TEXTE À ANALYSER:

===============

Les victoires de Venise et sa sécurité furent dues, pendant toutes les périodes de son existence, à l’héroïsme individuel ; les hommes qui l’entraînaient ou la sauvaient, étaient le plus souvent son roi, quelquefois un noble ou un simple citoyen. Pour eux, comme pour la cité, peu importait : la vraie question n’était pas le nom ou la situation de ces hommes, mais bien leurs actes. Ils devaient savoir se maîtriser, se montrer patients devant les revers, impatients devant la honte. Voilà la véritable raison du contraste entre le temps où Venise trouvait des sauveurs, même chez ceux-là qu’elle avait jetés en prison, et celui où ses propres enfants lui enjoignirent de signer un pacte avec la mort[1].

Je voudrais, sur cette question, que l’esprit du lecteur pût être fixé par mes recherches. L’intérêt de chaque détail en serait doublé, car je tirerai fréquemment de l’étude de l’art à Venise la déduction évidente que l’affaiblissement de sa prospérité politique a exactement suivi l’affaiblissement de sa religion domestique et individuelle.

Je dis « domestique et individuelle », car — ceci est le second point que je prie de noter — le phénomène le plus curieux de l’histoire vénitienne est la vitalité de la

  1. Le Sénat vola par 512 voix contre 4 l’abdication de son autorité (Alison, chap. xxiii).

===============

MATÉRIEL FOURNI:
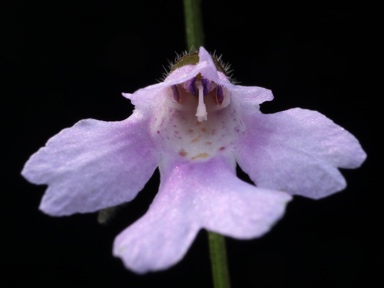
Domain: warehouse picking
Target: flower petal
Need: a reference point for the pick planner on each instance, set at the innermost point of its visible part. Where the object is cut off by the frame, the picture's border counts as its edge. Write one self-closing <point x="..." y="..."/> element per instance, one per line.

===============

ÉTAPES DE L'EXERCICE:
**1.** Indiquez si chacune des affirmations suivantes concorde avec le texte sur Venise, en répondant par oui ou par non et en citant les mots décisifs du texte. (a) Les hommes qui sauvaient Venise étaient le plus souvent son roi. (b) La vraie question était le nom ou la situation de ces hommes. (c) L'affaiblissement de la prospérité politique de Venise a suivi celui de sa religion domestique et individuelle.
**2.** D'après le texte sur Venise, devant quoi ces hommes devaient-ils se montrer impatients ?
**3.** Renvoyez le passage du texte sur Venise compris entre « Je voudrais, sur » et « (Alison, chap. xxiii). », bornes incluses.
Le matériel fourni n'entre pas en jeu ici.

LES CORRIGÉS:
**1.**
(a) Oui : « étaient le plus souvent son roi, quelquefois un noble ou un simple citoyen ».
(b) Non : « la vraie question n’était pas le nom ou la situation de ces hommes, mais bien leurs actes ».
(c) Oui : « l’affaiblissement de sa prospérité politique a exactement suivi l’affaiblissement de sa religion domestique et individuelle ».

**2.** Devant la honte.

**3.**
Je voudrais, sur cette question, que l’esprit du lecteur pût être fixé par mes recherches. L’intérêt de chaque détail en serait doublé, car je tirerai fréquemment de l’étude de l’art à Venise la déduction évidente que l’affaiblissement de sa prospérité politique a exactement suivi l’affaiblissement de sa religion domestique et individuelle.

Je dis « domestique et individuelle », car — ceci est le second point que je prie de noter — le phénomène le plus curieux de l’histoire vénitienne est la vitalité de la

  1. Le Sénat vola par 512 voix contre 4 l’abdication de son autorité (Alison, chap. xxiii).